Given passage
Review: Parthenope (2024)

An Italian fantasy that's little more than a feature-length perfume and jewelry ad

Review: Parthenope (2024)

Parthenope (2024)
Written and directed by Paolo Sorrentino

Celeste Dalla Porta as the title character in “Parthenope”

Parthenope is the Greek name for the Italian city of Naples; as a Greek word, the “e” at the end is pronounced, as in “calliope” or “catastrophe.” And it’s the name of the protagonist of this film, an exercise in myth and the male gaze.

Think of one of those impenetrable commercials you see on television for perfume or jewelry, in which gorgeous, perfect teenagers are posed in dreamlike settings — there is little or no action at all, merely the animation of a magazine ad for a luxury product — and make it feature length. Yes, there is a story, sort of, a coming-of-age depiction of a beauteous woman in a rich Naples family that lives in a villa on the sea. Put another way, the movie is what results when a man asks himself “What if a woman were intelligent and could say clever things, in addition to being one of the most beautiful and rich people who ever lived in a picturesque setting?”

Because the main character is named after, and therefore is supposed to somehow embody, the historic and influential city in which she is born and grows up, the film is probably supposed to be an allegory about Naples itself. I keep saying “supposed to” because I feel I don’t know enough about Naples and its self-image to be able to judge whether the filmmaker intended it to be an allegory and whether he does so successfully. But about 3/4 of the way through, another character delivers a scathing denunciation of the city itself like a biblical prophet condemning the capital of an evil kingdom. So it’s fairly clear even to an ignorant American reviewer like myself that writer-director Paolo Sorrentino intends a critique.

Source data
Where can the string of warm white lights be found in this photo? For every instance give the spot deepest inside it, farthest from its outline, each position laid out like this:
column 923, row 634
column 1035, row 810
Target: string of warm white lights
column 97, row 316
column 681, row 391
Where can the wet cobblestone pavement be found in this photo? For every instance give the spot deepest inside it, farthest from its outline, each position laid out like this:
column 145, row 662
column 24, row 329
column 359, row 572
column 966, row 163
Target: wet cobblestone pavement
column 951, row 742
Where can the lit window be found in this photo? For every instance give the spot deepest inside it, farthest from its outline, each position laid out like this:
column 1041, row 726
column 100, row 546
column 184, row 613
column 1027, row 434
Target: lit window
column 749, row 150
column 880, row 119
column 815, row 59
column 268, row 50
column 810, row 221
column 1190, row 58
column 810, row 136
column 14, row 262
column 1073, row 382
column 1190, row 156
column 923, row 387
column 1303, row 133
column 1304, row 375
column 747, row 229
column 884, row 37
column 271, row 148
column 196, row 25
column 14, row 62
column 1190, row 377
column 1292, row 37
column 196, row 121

Try it
In the Parthenope review, why does the reviewer keep saying "supposed to" when discussing the film as an allegory about Naples?

The answer
The reviewer feels he doesn't know enough about Naples and its self-image to judge whether the filmmaker intended an allegory, or whether he carries one off successfully.